-- begin Selected extract --

The Ernie Kovacs Collection, Vol. 2

 

The six-DVD set that Shout! Factory released last year was as wonderful a bounty of Ernie Kovacs material as you could desire, righting the wrong inflicted by an earlier collection that chopped his shows to smithereens.

This new collection, which is half the size, is very much a supplement, concentrating its contents on the morning show Kovacs hosted through most of 1956. Eight episodes were part of volume one; here are eight more technically crude monochrome programs minus most of their musical guests (to avoid paying licensing fees), most of them culminating in a sketch too labored to seem as funny today as it might have come across back then. It doesn’t matter. Every show has elements that transcend the limitations of time and technology, showcasing the nonstop inventiveness of TV’s first great comedy talent.

Kovacs was a one-off, an original, whose innovations during television’s crude adolescence (he worked from 1951-1962) showed promise that took years for the medium to fulfill. He blasted the small screen with surreal gags, blackout sketches, musical essays and an amazing ability to ad lib.

While Sid Caesar and Steve Allen created comedy in time-honored theatrical forms, Kovacs’ best work came out of the tension produced by subverting those forms. One day he’d walk into the audience and interview people as wittily as Groucho Marx; the next, he ordered the audience off their seats and onto the set, so that he could sit in the house and insist that they perform for him (which you’ll see in this collection).

Game shows got the Kovacs treatment with his antic version of What’s My Line parody called Take a Good Look, in which celebrity panelists must identify a guest with hints provided by surreal sketches prerecorded by Kovacs and company. One episode was in the earlier set; you’ll get to see three of them here and wonder why the format hasn’t, in all seriousness, been revived since.

-- end Selected extract --

* [Written tasks]:
1 – Repeat everything in the Ernie Kovacs review from "Game shows got" down to "been revived since.".
2 – In the Ernie Kovacs review, why are most of the musical guests missing from the morning show episodes?

-- begin Dataset excerpt --

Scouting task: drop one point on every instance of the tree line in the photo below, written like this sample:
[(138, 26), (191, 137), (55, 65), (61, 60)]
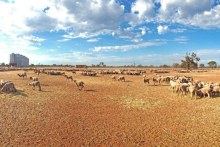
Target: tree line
[(189, 61)]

-- end Dataset excerpt --

* [The replies]:
1 –
Game shows got the Kovacs treatment with his antic version of What’s My Line parody called Take a Good Look, in which celebrity panelists must identify a guest with hints provided by surreal sketches prerecorded by Kovacs and company. One episode was in the earlier set; you’ll get to see three of them here and wonder why the format hasn’t, in all seriousness, been revived since.

2 – To avoid paying licensing fees.